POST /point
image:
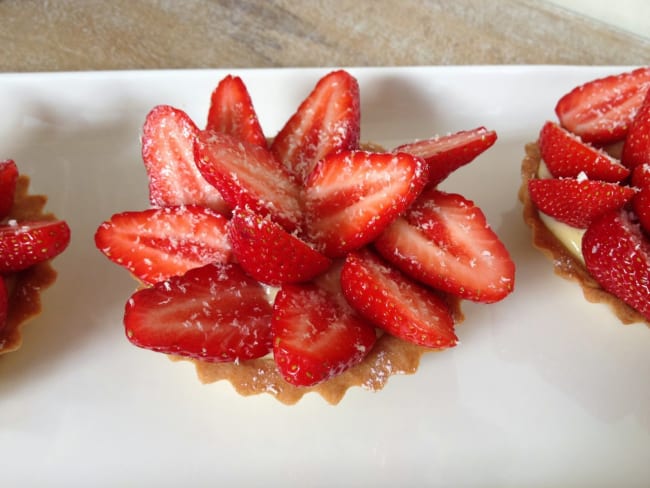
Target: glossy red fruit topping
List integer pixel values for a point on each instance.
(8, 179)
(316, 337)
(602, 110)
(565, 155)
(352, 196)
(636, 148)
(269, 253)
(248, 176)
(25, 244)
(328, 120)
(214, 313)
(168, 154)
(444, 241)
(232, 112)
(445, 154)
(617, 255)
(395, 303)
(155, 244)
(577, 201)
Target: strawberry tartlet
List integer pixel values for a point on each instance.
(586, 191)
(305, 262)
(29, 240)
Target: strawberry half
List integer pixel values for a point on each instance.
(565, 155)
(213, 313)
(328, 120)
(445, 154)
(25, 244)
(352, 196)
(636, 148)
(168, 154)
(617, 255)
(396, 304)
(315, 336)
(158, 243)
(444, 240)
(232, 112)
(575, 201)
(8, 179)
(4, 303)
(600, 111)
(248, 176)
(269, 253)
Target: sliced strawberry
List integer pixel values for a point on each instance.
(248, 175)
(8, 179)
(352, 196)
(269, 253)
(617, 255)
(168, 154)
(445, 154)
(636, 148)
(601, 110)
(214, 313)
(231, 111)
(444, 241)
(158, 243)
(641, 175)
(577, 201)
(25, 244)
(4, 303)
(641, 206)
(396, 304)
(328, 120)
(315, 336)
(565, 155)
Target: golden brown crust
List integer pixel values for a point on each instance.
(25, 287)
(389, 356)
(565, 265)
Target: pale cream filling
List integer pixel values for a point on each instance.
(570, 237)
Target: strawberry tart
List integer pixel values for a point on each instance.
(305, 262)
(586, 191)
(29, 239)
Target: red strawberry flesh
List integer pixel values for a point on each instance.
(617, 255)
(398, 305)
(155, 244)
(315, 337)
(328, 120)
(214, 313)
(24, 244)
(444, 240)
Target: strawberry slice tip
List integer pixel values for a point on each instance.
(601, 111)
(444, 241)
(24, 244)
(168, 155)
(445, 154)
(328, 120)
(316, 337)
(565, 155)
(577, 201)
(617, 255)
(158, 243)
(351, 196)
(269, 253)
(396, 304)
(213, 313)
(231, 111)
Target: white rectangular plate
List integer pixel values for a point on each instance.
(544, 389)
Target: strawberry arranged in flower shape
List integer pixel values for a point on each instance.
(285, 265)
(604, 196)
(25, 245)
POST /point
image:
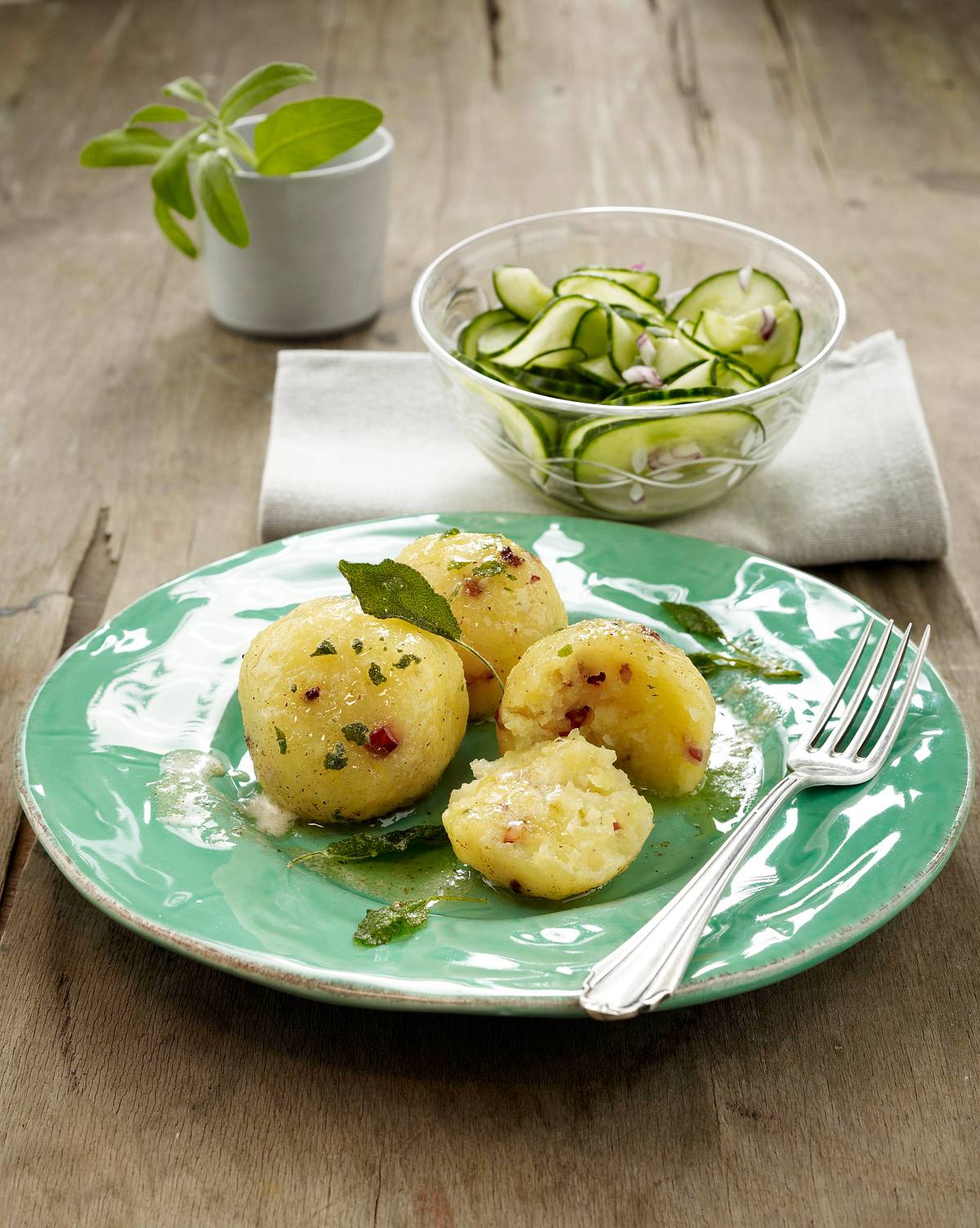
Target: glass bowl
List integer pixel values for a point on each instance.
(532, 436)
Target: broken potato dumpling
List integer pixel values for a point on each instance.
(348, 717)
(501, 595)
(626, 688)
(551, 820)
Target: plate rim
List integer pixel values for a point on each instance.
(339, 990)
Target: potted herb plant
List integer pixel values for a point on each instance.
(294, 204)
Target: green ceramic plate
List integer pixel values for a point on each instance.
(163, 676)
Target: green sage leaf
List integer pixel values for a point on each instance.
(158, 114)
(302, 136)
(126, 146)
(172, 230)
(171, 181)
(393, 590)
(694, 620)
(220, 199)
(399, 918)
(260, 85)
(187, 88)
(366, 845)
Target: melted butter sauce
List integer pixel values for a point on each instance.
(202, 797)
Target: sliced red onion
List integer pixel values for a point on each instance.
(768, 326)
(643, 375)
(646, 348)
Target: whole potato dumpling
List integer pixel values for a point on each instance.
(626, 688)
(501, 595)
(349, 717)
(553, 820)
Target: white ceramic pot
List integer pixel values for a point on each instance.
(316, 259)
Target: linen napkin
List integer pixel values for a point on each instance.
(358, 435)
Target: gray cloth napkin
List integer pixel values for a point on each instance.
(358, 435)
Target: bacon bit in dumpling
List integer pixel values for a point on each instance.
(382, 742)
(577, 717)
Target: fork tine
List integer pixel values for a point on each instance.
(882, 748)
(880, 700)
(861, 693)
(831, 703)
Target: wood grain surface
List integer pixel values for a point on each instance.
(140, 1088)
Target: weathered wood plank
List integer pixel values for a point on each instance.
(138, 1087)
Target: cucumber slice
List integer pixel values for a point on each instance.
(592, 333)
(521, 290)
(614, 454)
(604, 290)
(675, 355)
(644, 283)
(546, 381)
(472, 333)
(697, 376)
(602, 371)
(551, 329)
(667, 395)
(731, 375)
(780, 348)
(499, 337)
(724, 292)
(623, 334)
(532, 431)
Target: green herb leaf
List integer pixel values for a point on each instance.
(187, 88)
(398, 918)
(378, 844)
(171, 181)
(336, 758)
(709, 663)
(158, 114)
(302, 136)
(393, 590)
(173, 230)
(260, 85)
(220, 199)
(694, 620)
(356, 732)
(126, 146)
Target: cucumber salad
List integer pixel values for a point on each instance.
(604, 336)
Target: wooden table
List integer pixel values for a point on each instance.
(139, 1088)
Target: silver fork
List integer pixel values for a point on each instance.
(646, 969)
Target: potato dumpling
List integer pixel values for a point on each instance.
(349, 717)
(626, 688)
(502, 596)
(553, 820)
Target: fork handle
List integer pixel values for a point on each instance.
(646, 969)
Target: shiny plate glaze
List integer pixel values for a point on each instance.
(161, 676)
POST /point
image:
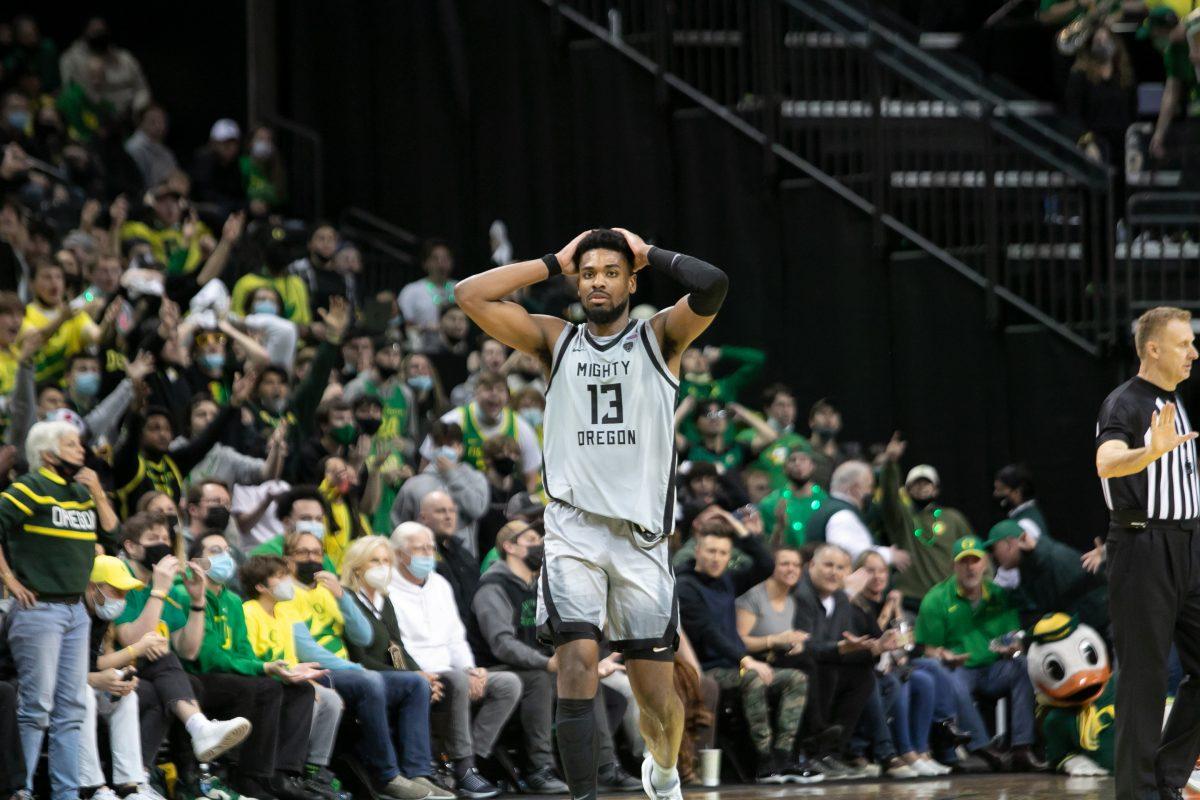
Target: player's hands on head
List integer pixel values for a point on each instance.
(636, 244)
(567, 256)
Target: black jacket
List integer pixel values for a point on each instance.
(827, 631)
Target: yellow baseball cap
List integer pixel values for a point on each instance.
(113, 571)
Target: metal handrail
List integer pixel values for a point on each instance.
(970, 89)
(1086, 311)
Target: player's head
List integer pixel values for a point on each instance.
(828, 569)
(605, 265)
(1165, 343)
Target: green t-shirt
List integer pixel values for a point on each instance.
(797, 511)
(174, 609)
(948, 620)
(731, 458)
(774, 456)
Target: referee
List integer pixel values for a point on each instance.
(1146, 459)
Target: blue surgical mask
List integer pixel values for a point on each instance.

→ DIRECTIONS: The whole listing above is to be printed again exactly; pictures stay out of it.

→ ANSWER BOX:
POST /point
image:
Target: glossy red fruit topping
List integer pixel values for a point on each instance.
(8, 179)
(316, 337)
(602, 110)
(565, 155)
(352, 196)
(636, 148)
(269, 253)
(248, 176)
(25, 244)
(328, 120)
(214, 313)
(168, 154)
(444, 241)
(232, 112)
(445, 154)
(617, 255)
(395, 303)
(155, 244)
(577, 201)
Target: strawberry tartlet
List integer pixel values for a point on each instance.
(586, 191)
(305, 262)
(29, 240)
Target: strawberry half
List integer pixel values for a point on each instance.
(565, 155)
(213, 313)
(328, 120)
(445, 154)
(25, 244)
(352, 196)
(636, 148)
(168, 154)
(617, 255)
(396, 304)
(315, 336)
(158, 243)
(444, 240)
(232, 112)
(575, 201)
(8, 179)
(4, 303)
(600, 111)
(248, 176)
(269, 253)
Target: sliced strawberry
List integer pixel values for a point on each instance.
(248, 175)
(8, 179)
(352, 196)
(269, 253)
(617, 255)
(168, 154)
(445, 154)
(636, 148)
(601, 110)
(214, 313)
(231, 111)
(444, 241)
(158, 243)
(641, 175)
(577, 201)
(25, 244)
(4, 303)
(641, 206)
(396, 304)
(328, 120)
(315, 336)
(565, 155)
Target: golden brown crust
List integer pixel values for a point on each instance.
(25, 287)
(389, 356)
(565, 265)
Target: pale cream filling
List integer pixel values for a point on each instance.
(570, 237)
Target: strawberry tart
List integer pixel values for a point on each instance.
(305, 262)
(586, 191)
(29, 239)
Target: red strawberry flesh
List integer pixel values for a point on each instance.
(617, 255)
(398, 305)
(155, 244)
(315, 337)
(328, 120)
(214, 313)
(24, 244)
(444, 240)
Target: strawberry slice tip
List integer pixel values for a point on each instance.
(601, 111)
(444, 241)
(24, 244)
(168, 155)
(445, 154)
(328, 120)
(316, 337)
(565, 155)
(577, 201)
(617, 255)
(158, 243)
(351, 196)
(269, 253)
(396, 304)
(213, 313)
(231, 111)
Target: white rectangular plate
List integer pixel values for a point on each instance.
(544, 389)
Target: strawberry arranged in flower shape
List integer pixel values for a point on each instance.
(285, 265)
(604, 196)
(25, 245)
POST /point
image:
Target: glass bowl
List integer pixel values for a point on each instance.
(532, 436)
Target: broken potato dumpling
List integer pixel values for a point on each instance.
(348, 717)
(501, 595)
(626, 688)
(551, 820)
Target: plate rim
List integer pixel values for a point on each instance.
(339, 990)
Target: potted herb plant
List integer pixel values for a point on each instance.
(294, 204)
Target: green ceramic plate
List integer pixel values for a point on each instance.
(163, 676)
Target: green sage leaf
List integer pixel values for a point on each instance.
(158, 114)
(302, 136)
(126, 146)
(172, 230)
(171, 181)
(393, 590)
(694, 620)
(220, 199)
(399, 918)
(260, 85)
(187, 88)
(366, 845)
Target: melted butter sauce
List integer pixel values for a point on each instance.
(202, 797)
Target: sliced red onion
List integer pixel values for a point on each instance.
(768, 326)
(643, 375)
(646, 348)
Target: whole potato dumpling
List integer pixel values for a point on each instance.
(626, 688)
(501, 595)
(349, 717)
(553, 820)
Target: white ceramic pot
List integer pixel values for a point on each instance.
(316, 259)
Target: linen napkin
List integer pixel values for a point on each instance.
(358, 435)
Target: gray cloth napkin
List integer pixel values for a point on each instance.
(358, 435)
Target: bacon bit in dumpling
List integer pixel values for a point on each instance.
(382, 742)
(577, 717)
Target: fork tine
List integer pixel values for a point on each instance.
(882, 748)
(880, 700)
(861, 693)
(831, 703)
Target: wood grain surface
List integer pixel values for a point on each instance.
(140, 1088)
Target: weathered wood plank
List integer pixel values for a point on each instance.
(138, 1087)
Target: cucumber slice
List integer pixel values for a point on each instance.
(592, 333)
(521, 290)
(614, 454)
(604, 290)
(675, 355)
(644, 283)
(546, 381)
(472, 333)
(697, 376)
(602, 371)
(551, 329)
(667, 395)
(731, 375)
(780, 348)
(499, 337)
(724, 292)
(623, 334)
(532, 431)
Target: green herb leaf
List integer pixel values for a point on each instance.
(187, 88)
(398, 918)
(378, 844)
(171, 181)
(336, 758)
(709, 663)
(158, 114)
(302, 136)
(393, 590)
(173, 230)
(260, 85)
(220, 199)
(694, 620)
(356, 732)
(126, 146)
Target: cucumber salad
List integer pixel values for a point on each instance.
(604, 336)
Target: wooden table
List integer pixel values for a point on each instance.
(139, 1088)
Target: silver fork
List integer pixel values for a point on each instance.
(646, 969)
Target: potato dumpling
List integer pixel values for a point on each instance.
(349, 717)
(626, 688)
(502, 596)
(553, 820)
Target: fork handle
List integer pixel values for a point on each instance.
(646, 969)
Target: shiny plate glaze
List integer pixel values for a point on each instance.
(161, 676)
POST /point
image:
Target: player's hands on head
List integer pixel values for a point on each instance.
(636, 244)
(567, 256)
Target: black jacket
List integer pixel values for a point on each instance.
(827, 631)
Target: yellow baseball cap
List integer pixel values for a point on each instance.
(113, 571)
Target: metal handrail
List integer pixel values for a point on each instance.
(970, 89)
(1086, 311)
Target: player's head
List integer pixel values for a point on each instance.
(828, 569)
(605, 265)
(1165, 343)
Target: green t-shirt
List integer pixel values for a point on each instance.
(797, 511)
(174, 609)
(948, 620)
(731, 458)
(774, 456)
Target: referee
List integer pixel values for a point on each instance.
(1146, 459)
Target: blue surgical mask
List integer pixel values for a point on each instance.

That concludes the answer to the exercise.